В разделе «О становлении и порядке того, что после первого» пятой Эннеады Плотин описывает этот процесс следующим образом: «Так как Первоединый всесовершенен, …то сам Он как бы через края всем переполнен; именно это переполнение и произвело нечто другое и иное. Происшед­шее от Первоединого это иное к нему же устремляется и, наполняясь им, получает всю полноту бытия, а так как оно в то же время созерцает и себя, то это  и делает его умным Духом. Итак, насколько этот второй принцип утверждается в Первоедином и на нем покоится, …насколько он сам обладает бытием и сам его со­зерцает, настолько он есть вместе и бытие, и ум, и Дух»  [5. С. 137—138]. Дух здесь является второй ипостасью, или Умом, эманировавшим от Единого подобно изливающемуся свету. Таким образом Единое проявляет свое существование посредством Ума («Духа» в данном тексте перевода Плотина). Плотин объясняет появление Духа или Ума категорией «рождение», которая позднее станет основополагающей для раскрытия отцами церкви внутрибожественной жизни Святой Троицы в формируемом христианском триадологическом догмате. «…рождается то, что после него [Единого — авт. Д.Ч.] есть наиболее совершенное, и такое самое совершенное после него существо есть второе начало — Дух, который отличается тем, что созерцает Первоединого и нуждается в нем — только в нем одном, между тем как тот не нуждается ни в ком» [5. С. 130—131]. Дух суть образ Единого, его подобие и духовное созерцание. Он выше всех ступеней бытия во Вселенной; последующие нисходящие эманации удаляются от совершенства и «простираются» до все более и более низких ступеней. «Дух есть именно виновник определенности бытия для всего сущего» [5. С. 132], Дух придает форму и определенность умопостигаемым сущностям, в то время как Единое не имеет ни одну форму бытия. Во второй ипостаси единство Божества подразделяется на разум в собственном смысле и на умопостигаемый мир, что соотносит Дух с Душой и опосредованно — с материальным миром. Следовательно, Единое не есть Дух/Ум и Душа. «Единое предстает энергией, не имеющей сущности. Ибо оно творит, будучи трансцендентно всему сущему» [6. С. 115]. Мистический и логико-философский контексты учения о триаде Плотина существуют в его текстах в концептуальном единстве.

Эманация соединяет Дух (Ум) с третьей ипостасью духовного бытия — Мировой Душой. «Подобно Первоединому и Дух, обладая силами в изоби­лии, как бы изливает часть их и этим производит новое, подобное себе существо; это новое существо является его образом точно так же, как и сам Дух является образом Первоединого. Эта происшедшая от субстанции и мысли Духа новая энергия и есть мировая Душа» [5. С. 138]. В процессе эманации второй и третьей ипостасей наблюдается схожесть в отсутствии движения и какого-либо изменения у Единого и Духа. Душа же разрывает целостность и свое единство, приобретая движение. Она не может принадлежать всецело только себе, так как главной ее функцией является производство всего живого и осуществление связи с миром, в том числе с человеческим. Третья форма неоплатоновской триады выражает собой все одушевленное, будучи в то же время неразрывно и вечно связана с Первоначалом (Единым). «Одной своей стороной она обращена к тому началу, от которого произошла и откуда имеет всю полноту бытия, а другой движется в противоположную сторону и производит неко­торое подобие себя — природу животную и растительную, но от этого вовсе не отрывается и не отделяется от того высшего начала, от которого произошла» [5. С. 138].

————

→ **Задание**
Продолжи фрагмент о триаде Плотина, начав сразу после его последнего предложения. Записи далее не связаны с фрагментом и составляют отдельный материал.

————

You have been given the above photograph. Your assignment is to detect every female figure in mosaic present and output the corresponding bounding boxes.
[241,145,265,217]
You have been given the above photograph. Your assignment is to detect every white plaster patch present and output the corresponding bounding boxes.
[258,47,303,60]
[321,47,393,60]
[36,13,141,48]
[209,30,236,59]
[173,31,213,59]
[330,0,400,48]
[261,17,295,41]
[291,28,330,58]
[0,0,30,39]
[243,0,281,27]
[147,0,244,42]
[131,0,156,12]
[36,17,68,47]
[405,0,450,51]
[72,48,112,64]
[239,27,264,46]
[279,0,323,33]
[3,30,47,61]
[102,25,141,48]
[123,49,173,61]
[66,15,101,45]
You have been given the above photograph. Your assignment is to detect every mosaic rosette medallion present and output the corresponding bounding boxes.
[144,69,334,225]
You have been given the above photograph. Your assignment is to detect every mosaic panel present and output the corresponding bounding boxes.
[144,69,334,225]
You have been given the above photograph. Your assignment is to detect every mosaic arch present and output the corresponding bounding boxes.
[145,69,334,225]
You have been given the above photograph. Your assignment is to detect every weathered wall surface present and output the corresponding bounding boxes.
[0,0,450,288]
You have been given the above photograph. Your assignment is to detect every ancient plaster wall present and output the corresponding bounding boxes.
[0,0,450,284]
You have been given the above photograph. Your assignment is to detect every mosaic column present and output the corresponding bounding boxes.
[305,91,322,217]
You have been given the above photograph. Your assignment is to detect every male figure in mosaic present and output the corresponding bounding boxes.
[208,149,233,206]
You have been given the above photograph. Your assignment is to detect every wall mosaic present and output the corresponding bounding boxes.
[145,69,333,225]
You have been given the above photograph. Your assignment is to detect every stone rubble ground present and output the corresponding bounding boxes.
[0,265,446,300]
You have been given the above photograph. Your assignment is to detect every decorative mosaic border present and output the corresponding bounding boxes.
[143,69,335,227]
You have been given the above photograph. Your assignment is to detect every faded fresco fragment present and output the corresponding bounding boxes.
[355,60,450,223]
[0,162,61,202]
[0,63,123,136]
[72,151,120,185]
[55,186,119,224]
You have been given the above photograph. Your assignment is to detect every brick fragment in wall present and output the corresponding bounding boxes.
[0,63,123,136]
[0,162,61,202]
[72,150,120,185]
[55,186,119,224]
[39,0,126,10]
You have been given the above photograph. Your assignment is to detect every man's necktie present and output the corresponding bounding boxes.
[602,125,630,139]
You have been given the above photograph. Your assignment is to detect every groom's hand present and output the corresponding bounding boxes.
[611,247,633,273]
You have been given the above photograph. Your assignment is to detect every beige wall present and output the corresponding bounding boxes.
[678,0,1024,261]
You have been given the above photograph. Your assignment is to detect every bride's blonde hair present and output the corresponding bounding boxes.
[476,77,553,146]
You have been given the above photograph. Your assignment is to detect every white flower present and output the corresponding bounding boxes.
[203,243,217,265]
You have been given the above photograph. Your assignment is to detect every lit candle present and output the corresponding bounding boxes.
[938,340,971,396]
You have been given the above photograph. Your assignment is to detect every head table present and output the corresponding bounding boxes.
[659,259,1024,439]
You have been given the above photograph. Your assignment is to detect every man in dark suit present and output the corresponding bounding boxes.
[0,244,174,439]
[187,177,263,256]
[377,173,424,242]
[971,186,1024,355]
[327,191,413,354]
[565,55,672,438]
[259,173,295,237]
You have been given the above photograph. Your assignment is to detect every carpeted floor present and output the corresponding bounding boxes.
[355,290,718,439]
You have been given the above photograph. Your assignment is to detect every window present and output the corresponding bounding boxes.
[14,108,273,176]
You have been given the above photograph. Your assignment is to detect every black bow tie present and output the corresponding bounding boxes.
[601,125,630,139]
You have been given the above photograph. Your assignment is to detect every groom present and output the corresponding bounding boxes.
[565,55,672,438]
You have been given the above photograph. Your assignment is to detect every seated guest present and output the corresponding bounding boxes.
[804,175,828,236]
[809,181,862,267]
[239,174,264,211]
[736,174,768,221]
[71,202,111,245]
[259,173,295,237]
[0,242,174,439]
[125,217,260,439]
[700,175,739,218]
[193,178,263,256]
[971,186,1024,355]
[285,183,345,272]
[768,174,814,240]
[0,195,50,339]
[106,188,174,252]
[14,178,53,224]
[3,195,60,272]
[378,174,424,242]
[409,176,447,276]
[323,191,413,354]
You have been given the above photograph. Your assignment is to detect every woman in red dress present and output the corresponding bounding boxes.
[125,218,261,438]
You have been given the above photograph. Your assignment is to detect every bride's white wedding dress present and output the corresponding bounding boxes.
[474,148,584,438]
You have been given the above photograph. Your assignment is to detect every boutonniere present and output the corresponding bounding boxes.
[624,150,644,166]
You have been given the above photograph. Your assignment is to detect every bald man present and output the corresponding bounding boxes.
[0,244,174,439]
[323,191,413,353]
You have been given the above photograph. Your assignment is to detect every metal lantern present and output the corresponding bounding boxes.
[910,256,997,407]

————

→ **Ответ**
Самой низшей формой является чувственно-космическая сфера, в системе Плотина занимающая место «небытия». Однако по истечении времени все возвращается к своему высшему духовному Первоначалу, которое придает всем вещам бытие. Своего рода круговой и в то же время диалектический процесс существования Космоса, который одухотворяется и направляется Мировой Душой. Благодаря эманациям ипостасей и действию Души, несущей благо и добро, живительный источник жизни, «мир истинно-сущего  представляет собою как бы длинную цепь жизни» [5. С. 139], и все произведенное и производящее составляют непрерывную целостность.

Неоплатоническая триада в своих проявлениях, безличностных ипостасях, представляет собой ступени диалектического процесса, последовательно обуславливающие движение от света Единого к области чувственного,  объективного мира. Бог в своих эманациях (излияниях своих ипостасей) не может соприкасаться с материальным миром. Он противоположен ему;  мир — есть инобытие Божественного Первоначала, или Единого. Здесь и необходима диалектика, соединяющая собой два противоположных полюса.1

Святая Троица в греко-византийской патристике

После Плотина на территории Византии начинает формироваться восточная патристика классического периода, берущая истоки в трудах апостольских отцов и отцов-апологетов и выработавшая в триадологических (IV в.)  и христологических (V—VII вв.) богословских дебатах основополагающую догматику христианства. Творчество восточных отцов церкви носит не только теологический, но и глубокий философский характер. Об этом говорит и круг тех вопросов и проблем, которые обсуждались в ходе богословской полемики, и ориентация святых отцов на труды Платона, логику Аристотеля и неоплатонизм. Конечно, восточные и западные отцы прежде всего были привержены авторитету Священного Писания и предшествующей святоотеческой традиции. Однако восточные отцы церкви использовали достаточно богатое содержание из наследия греческих мыслителей, что позволило  создать в Византии собственную философию и в дальнейшим транслировать ее в регионы византийского влияния, в частности в Древнюю Русь. Так было воспринято и переработано учение Плотина о триаде в дискурсе обсуждения в IV веке догмата о Святой Троице, закрепившегося и утвержденного  на первом Вселенском Соборе в качестве Никейского Символа веры.

Остановимся на некоторых положениях греко-византийских отцов церкви Никейского периода, позволяющих найти некоторое сходство и увидеть различия в учении о триаде Плотина и в догмате о Святой Троице.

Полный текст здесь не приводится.